**EXERCISE DATA:**
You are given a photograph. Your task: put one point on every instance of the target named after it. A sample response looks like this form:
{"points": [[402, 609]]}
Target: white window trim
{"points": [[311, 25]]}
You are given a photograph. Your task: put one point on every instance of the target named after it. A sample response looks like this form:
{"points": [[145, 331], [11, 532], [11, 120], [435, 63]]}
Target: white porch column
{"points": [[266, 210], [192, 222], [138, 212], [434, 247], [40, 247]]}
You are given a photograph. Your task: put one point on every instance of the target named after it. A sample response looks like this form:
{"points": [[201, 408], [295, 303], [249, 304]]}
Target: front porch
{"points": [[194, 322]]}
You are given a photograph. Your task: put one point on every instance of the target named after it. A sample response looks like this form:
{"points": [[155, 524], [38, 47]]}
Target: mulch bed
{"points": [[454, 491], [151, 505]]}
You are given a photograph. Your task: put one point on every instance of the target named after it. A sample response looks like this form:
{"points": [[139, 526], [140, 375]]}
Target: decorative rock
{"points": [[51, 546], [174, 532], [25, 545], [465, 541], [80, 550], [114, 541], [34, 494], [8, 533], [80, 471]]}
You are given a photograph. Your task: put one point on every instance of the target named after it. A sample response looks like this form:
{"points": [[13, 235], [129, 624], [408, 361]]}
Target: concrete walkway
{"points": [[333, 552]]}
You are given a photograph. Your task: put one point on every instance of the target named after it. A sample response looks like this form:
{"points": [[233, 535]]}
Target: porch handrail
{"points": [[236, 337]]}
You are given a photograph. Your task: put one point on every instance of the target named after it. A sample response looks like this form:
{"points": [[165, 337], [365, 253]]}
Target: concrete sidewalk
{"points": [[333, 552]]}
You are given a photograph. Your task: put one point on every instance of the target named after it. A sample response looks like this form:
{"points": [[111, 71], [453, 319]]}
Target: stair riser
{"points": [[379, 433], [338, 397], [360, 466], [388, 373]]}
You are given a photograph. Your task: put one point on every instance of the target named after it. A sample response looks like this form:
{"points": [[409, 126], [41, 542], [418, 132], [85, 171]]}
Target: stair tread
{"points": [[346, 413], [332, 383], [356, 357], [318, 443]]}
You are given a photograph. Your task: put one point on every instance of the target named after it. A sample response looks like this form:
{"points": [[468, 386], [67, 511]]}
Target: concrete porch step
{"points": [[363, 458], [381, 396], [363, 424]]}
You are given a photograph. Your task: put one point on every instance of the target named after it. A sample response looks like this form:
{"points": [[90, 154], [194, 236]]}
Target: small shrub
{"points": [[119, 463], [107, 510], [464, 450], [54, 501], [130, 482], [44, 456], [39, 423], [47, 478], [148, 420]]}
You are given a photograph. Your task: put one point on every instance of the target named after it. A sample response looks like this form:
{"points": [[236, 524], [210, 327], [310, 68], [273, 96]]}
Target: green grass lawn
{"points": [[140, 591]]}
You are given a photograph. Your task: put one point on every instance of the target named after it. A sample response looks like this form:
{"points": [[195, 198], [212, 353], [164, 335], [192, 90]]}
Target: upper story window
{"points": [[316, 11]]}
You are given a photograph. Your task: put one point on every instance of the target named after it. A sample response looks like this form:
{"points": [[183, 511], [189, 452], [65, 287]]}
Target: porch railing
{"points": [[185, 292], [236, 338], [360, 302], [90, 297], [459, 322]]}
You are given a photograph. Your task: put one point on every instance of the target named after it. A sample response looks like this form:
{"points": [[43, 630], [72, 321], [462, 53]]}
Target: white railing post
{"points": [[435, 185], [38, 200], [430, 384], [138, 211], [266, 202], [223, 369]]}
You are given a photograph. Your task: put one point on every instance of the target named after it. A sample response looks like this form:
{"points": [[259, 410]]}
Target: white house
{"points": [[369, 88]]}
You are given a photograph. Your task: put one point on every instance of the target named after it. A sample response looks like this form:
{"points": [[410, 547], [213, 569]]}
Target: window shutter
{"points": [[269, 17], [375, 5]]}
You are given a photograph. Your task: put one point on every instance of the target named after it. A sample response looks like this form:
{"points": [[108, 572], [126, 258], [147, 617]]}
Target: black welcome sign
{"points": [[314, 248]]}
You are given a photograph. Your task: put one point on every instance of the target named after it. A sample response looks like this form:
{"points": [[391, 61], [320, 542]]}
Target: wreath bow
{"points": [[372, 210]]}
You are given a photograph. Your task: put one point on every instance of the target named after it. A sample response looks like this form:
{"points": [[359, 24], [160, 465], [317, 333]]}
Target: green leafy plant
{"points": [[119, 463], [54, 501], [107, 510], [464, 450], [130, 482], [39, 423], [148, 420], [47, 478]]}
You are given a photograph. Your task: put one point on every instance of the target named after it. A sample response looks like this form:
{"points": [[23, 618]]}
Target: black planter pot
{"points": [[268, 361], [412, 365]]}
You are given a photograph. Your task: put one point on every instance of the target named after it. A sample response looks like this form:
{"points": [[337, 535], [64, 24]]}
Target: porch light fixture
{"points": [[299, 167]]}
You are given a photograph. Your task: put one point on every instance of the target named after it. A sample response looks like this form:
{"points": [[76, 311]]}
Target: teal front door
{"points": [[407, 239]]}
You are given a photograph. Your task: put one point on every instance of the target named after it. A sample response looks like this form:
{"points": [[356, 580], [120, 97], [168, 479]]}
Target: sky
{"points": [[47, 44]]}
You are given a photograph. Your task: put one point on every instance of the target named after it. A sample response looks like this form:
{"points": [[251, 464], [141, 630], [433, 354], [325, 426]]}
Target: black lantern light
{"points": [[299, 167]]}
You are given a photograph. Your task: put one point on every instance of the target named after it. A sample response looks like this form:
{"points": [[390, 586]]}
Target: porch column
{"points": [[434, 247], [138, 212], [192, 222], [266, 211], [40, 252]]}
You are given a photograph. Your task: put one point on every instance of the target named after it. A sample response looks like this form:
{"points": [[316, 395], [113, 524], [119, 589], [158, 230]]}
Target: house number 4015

**WORK TO BE COMPLETED:** Repeat the data precisely, reproducing every entry.

**EXERCISE RESPONSE:**
You are given a photograph. Your task: put one point on every instance of the target named after it. A sample response looks like this form:
{"points": [[402, 609]]}
Target: white window trim
{"points": [[311, 25]]}
You are given a photograph. Your task: put one point on every instance of the target named after it. A sample response looks like this form:
{"points": [[145, 331], [11, 532], [11, 120], [435, 63]]}
Target: white porch column
{"points": [[266, 210], [192, 222], [138, 212], [434, 247], [40, 247]]}
You are given a photograph. Your task: put one point on every instance of the target named after it. A sample response looks like this form:
{"points": [[201, 408], [295, 303], [249, 304]]}
Target: front porch
{"points": [[194, 322]]}
You are given a photograph. Your task: put one point on every instance of the target named after it. A sample response looks like this form:
{"points": [[155, 524], [38, 47]]}
Target: mulch bed
{"points": [[454, 491], [151, 505]]}
You are given a photograph. Your task: put one point on every instance of the target named after it. A sample response looks like this form:
{"points": [[139, 526], [140, 375]]}
Target: decorative rock
{"points": [[51, 546], [174, 532], [25, 545], [465, 541], [80, 550], [114, 541], [34, 494], [8, 533], [80, 471]]}
You are given a photograph. Your task: put one point on every instance of the target named after it. A sample response looks like this form:
{"points": [[13, 235], [129, 624], [408, 361]]}
Target: concrete walkway
{"points": [[333, 552]]}
You are given a photograph. Your task: put one point on every instance of the target named after it. A sample response looks like this form:
{"points": [[233, 535]]}
Target: porch handrail
{"points": [[236, 337]]}
You are given a photograph. Your task: put one point on every instance of the target named after it. A sample response looks like this form:
{"points": [[165, 337], [365, 253]]}
Target: concrete sidewalk
{"points": [[333, 552]]}
You are given a photograph. Your task: put one point on every instance of the target named after it. A sample response looks like this form:
{"points": [[111, 71], [453, 319]]}
Target: stair riser
{"points": [[379, 433], [338, 397], [360, 466], [388, 373]]}
You are given a photograph. Your task: put one point on every instance of the target named after it. A sample response looks like this form:
{"points": [[409, 126], [41, 542], [418, 132], [85, 171]]}
Target: stair tread
{"points": [[346, 413], [332, 383], [356, 357], [318, 443]]}
You are given a photograph. Your task: put one point on every instance of the target named after it. A sample response looks like this form:
{"points": [[468, 386], [67, 511]]}
Target: concrete porch step
{"points": [[363, 458], [381, 396], [363, 424]]}
You are given a photograph. Your task: put one point on every instance of the target named after it. A sample response looks like this form:
{"points": [[90, 154], [194, 236]]}
Target: small shrub
{"points": [[119, 463], [107, 510], [464, 450], [54, 501], [130, 482], [44, 456], [39, 423], [47, 478], [148, 420]]}
You are given a photograph. Your task: put one point on every instance of the target named after it. A sample response looks like this form:
{"points": [[236, 524], [210, 327], [310, 68], [273, 96]]}
Target: green grass lawn
{"points": [[140, 591]]}
You are given a photograph. Your task: put one point on every instance of the target named after it. A sample response looks like this form:
{"points": [[195, 198], [212, 353], [164, 335], [192, 90]]}
Target: upper story window
{"points": [[316, 11]]}
You are given a photograph. Your task: put one point on every instance of the target named after it. A sample response looks like this form:
{"points": [[183, 511], [189, 452], [65, 287]]}
Target: porch railing
{"points": [[185, 292], [236, 338], [360, 302], [90, 297], [459, 322]]}
You are given a photograph. Your task: put one point on every instance of the target named after it. A sample response looks like this form:
{"points": [[43, 630], [72, 321], [462, 53]]}
Target: white railing post
{"points": [[435, 185], [38, 200], [430, 384], [138, 211], [266, 202], [223, 369]]}
You are given a photograph. Your task: put one point on every instance of the target named after it. A sample response looks like this form:
{"points": [[259, 410]]}
Target: white house
{"points": [[369, 88]]}
You are given a photograph. Your task: put one point on every instance of the target named after it. A sample response looks like this form:
{"points": [[410, 547], [213, 569]]}
Target: window shutter
{"points": [[269, 17], [375, 5]]}
You are given a photograph. Your task: put one point on every instance of the target named after it. A sample response looks like this form:
{"points": [[108, 572], [126, 258], [147, 617]]}
Target: black welcome sign
{"points": [[314, 248]]}
You are given a photograph. Your task: put one point on every instance of the target named after it. A sample response looks like this form:
{"points": [[391, 61], [320, 542]]}
Target: wreath bow
{"points": [[372, 210]]}
You are given a photograph. Your task: put one point on every instance of the target named after it. A sample response looks like this form:
{"points": [[359, 24], [160, 465], [317, 333]]}
Target: green leafy plant
{"points": [[119, 463], [54, 501], [107, 510], [464, 450], [130, 482], [39, 423], [148, 420], [47, 478]]}
You are given a photograph. Your task: put one point on every instance of the target named after it. A sample response looks like this form:
{"points": [[23, 618]]}
Target: black planter pot
{"points": [[268, 361], [412, 365]]}
You are given a photograph. Your task: put one point on every instance of the target named after it. A sample response looks like this form:
{"points": [[337, 535], [64, 24]]}
Target: porch light fixture
{"points": [[299, 167]]}
You are given a photograph. Your task: put one point on every instance of the target named after it. A sample response looks like this form:
{"points": [[76, 311]]}
Target: teal front door
{"points": [[407, 239]]}
You are given a photograph. Your task: put one point on every instance of the target named after it. A sample response looks like this form:
{"points": [[356, 580], [120, 97], [168, 479]]}
Target: sky
{"points": [[47, 44]]}
You are given a photograph. Your task: put one point on every instance of the target named after it. A sample response looks like this form:
{"points": [[251, 464], [141, 630], [433, 354], [325, 426]]}
Target: black lantern light
{"points": [[299, 167]]}
You are given a photograph. Your task: put one point on every instance of the target named after it. A sample response looks like this form:
{"points": [[390, 586]]}
Target: porch column
{"points": [[434, 247], [138, 212], [192, 222], [266, 211], [40, 252]]}
You are given a photograph. Your task: put one point on every instance of the target named after it. A sample response looks like this form:
{"points": [[316, 395], [113, 524], [119, 589], [158, 230]]}
Target: house number 4015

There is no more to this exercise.